> Énoncé de la tâche a: Recopiez à l'identique les enregistrements ci-dessous, depuis leur toute première ligne jusqu'à la ligne contenant « pixel 182 198 », ces deux bornes comprises, en laissant les images de côté.

> Texte fourni:
Le parcours de Younès El Khomri, pâtissier-entrepreneur franco-marocain, est digne d’une success story. Parti de Kénitra, une petite ville au nord de Rabat, il s’est installé en France, avec des revenus modestes, avant de poser ses valises à Oslo où il a fondé « Mendel’s », une pâtisserie de luxe. Rien ne le prédestinait à une telle réussite : il a dû relever de nombreux challenges, s’adapter à une nouvelle culture, se heurter à la barrière de la langue pour s’imposer en pâtisserie, en faisant preuve d’une grande résilience pour bâtir son empire.
Aujourd’hui, à 34 ans, il dirige une équipe nimbée d’énergie et son entreprise génère un chiffre d’affaires de plusieurs millions d’euros. En avril, il ouvrira une nouvelle adresse, poursuivant son expansion avec succès. Son parcours, ponctué de choix audacieux et animé par la passion du métier, témoigne d’une détermination sans faille. Dans cette interview, il nous raconte son parcours et nous livre les secrets de son succès.

Priscilla : Vous souhaitiez devenir cuisinier. Quelles sont les raisons qui vous ont orienté vers la pâtisserie ?
Younès : « J’ai grandi au Maroc jusqu’à mes 10 ans, avant que ma famille ne déménage en France. Ça a été un vrai bouleversement pour moi. J’ai dû apprendre une nouvelle langue et m’adapter à une culture différente. Mon père m’a toujours appris l’importance du travail bien fait, peu importe les difficultés rencontrées. Il m’a appris que la rigueur et l’engagement sont les clés de la réussite. Ses conseils m’ont guidé vers les métiers de bouche, où la précision et l’exigence sont essentielles. Lorsque j’ai découvert la gastronomie française, j’ai été fasciné par son raffinement et sa diversité. Mais c’est finalement la pâtisserie, avec son mélange de technique et de créativité, qui s’est imposée à moi. »
Priscilla : Qu’est-ce qui vous a particulièrement séduit dans ce domaine ?
Younès : « J’ai d’abord testé la cuisine, mais elle était trop intuitive pour moi. J’avais besoin de structure, de précision, d’un cadre où chaque geste a son importance. La pâtisserie m’a immédiatement attiré par son exigence quasi scientifique, où chaque ingrédient est pesé au gramme près et où la rigueur est essentielle pour atteindre la perfection. Mais ce qui m’a réellement séduit c’est le rôle que joue la pâtisserie dans la vie des gens. Elle est au cœur de nos moments les plus précieux et crée nos plus beaux souvenirs. Ce n’est pas seulement une discipline, c’est une émotion, un art qui rassemble et qui accompagne les plus beaux moments de la vie. Et c’est cette magie, en fait, qui me passionne chaque jour. »

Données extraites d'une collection

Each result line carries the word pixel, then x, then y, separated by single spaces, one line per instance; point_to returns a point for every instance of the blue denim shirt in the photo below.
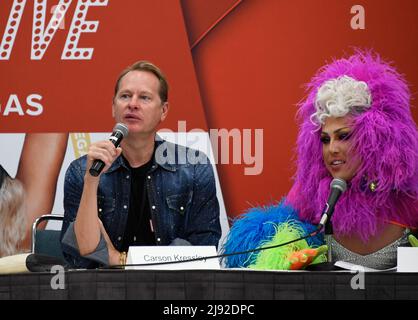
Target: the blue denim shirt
pixel 182 197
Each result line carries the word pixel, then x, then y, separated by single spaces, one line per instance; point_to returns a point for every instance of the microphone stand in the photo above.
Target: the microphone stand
pixel 328 235
pixel 329 265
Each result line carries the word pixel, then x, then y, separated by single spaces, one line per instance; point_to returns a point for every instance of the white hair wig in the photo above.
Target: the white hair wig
pixel 339 97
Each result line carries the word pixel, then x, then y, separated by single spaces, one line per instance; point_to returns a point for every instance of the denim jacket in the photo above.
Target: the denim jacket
pixel 182 198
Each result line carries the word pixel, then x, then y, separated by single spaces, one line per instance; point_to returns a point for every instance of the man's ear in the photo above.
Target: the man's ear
pixel 165 107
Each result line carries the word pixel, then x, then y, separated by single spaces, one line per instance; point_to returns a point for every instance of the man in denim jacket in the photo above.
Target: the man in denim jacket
pixel 151 193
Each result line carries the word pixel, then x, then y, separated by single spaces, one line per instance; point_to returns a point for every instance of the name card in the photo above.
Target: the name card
pixel 172 257
pixel 407 259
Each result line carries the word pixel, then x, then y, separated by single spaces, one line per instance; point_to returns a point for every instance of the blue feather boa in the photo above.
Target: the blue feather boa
pixel 257 226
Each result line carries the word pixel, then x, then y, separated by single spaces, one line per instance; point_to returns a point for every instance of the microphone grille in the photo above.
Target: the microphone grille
pixel 339 184
pixel 122 128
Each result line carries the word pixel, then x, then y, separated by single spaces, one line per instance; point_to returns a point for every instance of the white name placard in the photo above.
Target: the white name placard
pixel 172 257
pixel 407 259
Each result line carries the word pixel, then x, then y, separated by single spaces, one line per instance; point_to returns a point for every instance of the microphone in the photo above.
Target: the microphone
pixel 120 131
pixel 338 186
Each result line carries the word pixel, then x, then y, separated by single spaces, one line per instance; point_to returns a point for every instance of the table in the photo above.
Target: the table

> Énoncé de la tâche b: Dupliquez mot pour mot le passage de l'entretien avec Younès El Khomri, depuis « Priscilla : Vous » jusqu'à « ce domaine ? » inclus.

> Réponse complète a:
Each result line carries the word pixel, then x, then y, separated by single spaces, one line per instance; point_to returns a point for every instance of the blue denim shirt in the photo below.
Target: the blue denim shirt
pixel 182 197
Each result line carries the word pixel, then x, then y, separated by single spaces, one line per instance; point_to returns a point for every instance of the microphone stand in the photo above.
Target: the microphone stand
pixel 328 235
pixel 329 265
Each result line carries the word pixel, then x, then y, separated by single spaces, one line per instance; point_to returns a point for every instance of the white hair wig in the photo above.
Target: the white hair wig
pixel 339 97
Each result line carries the word pixel, then x, then y, separated by single spaces, one line per instance; point_to returns a point for every instance of the denim jacket in the photo above.
Target: the denim jacket
pixel 182 198

> Réponse complète b:
Priscilla : Vous souhaitiez devenir cuisinier. Quelles sont les raisons qui vous ont orienté vers la pâtisserie ?
Younès : « J’ai grandi au Maroc jusqu’à mes 10 ans, avant que ma famille ne déménage en France. Ça a été un vrai bouleversement pour moi. J’ai dû apprendre une nouvelle langue et m’adapter à une culture différente. Mon père m’a toujours appris l’importance du travail bien fait, peu importe les difficultés rencontrées. Il m’a appris que la rigueur et l’engagement sont les clés de la réussite. Ses conseils m’ont guidé vers les métiers de bouche, où la précision et l’exigence sont essentielles. Lorsque j’ai découvert la gastronomie française, j’ai été fasciné par son raffinement et sa diversité. Mais c’est finalement la pâtisserie, avec son mélange de technique et de créativité, qui s’est imposée à moi. »
Priscilla : Qu’est-ce qui vous a particulièrement séduit dans ce domaine ?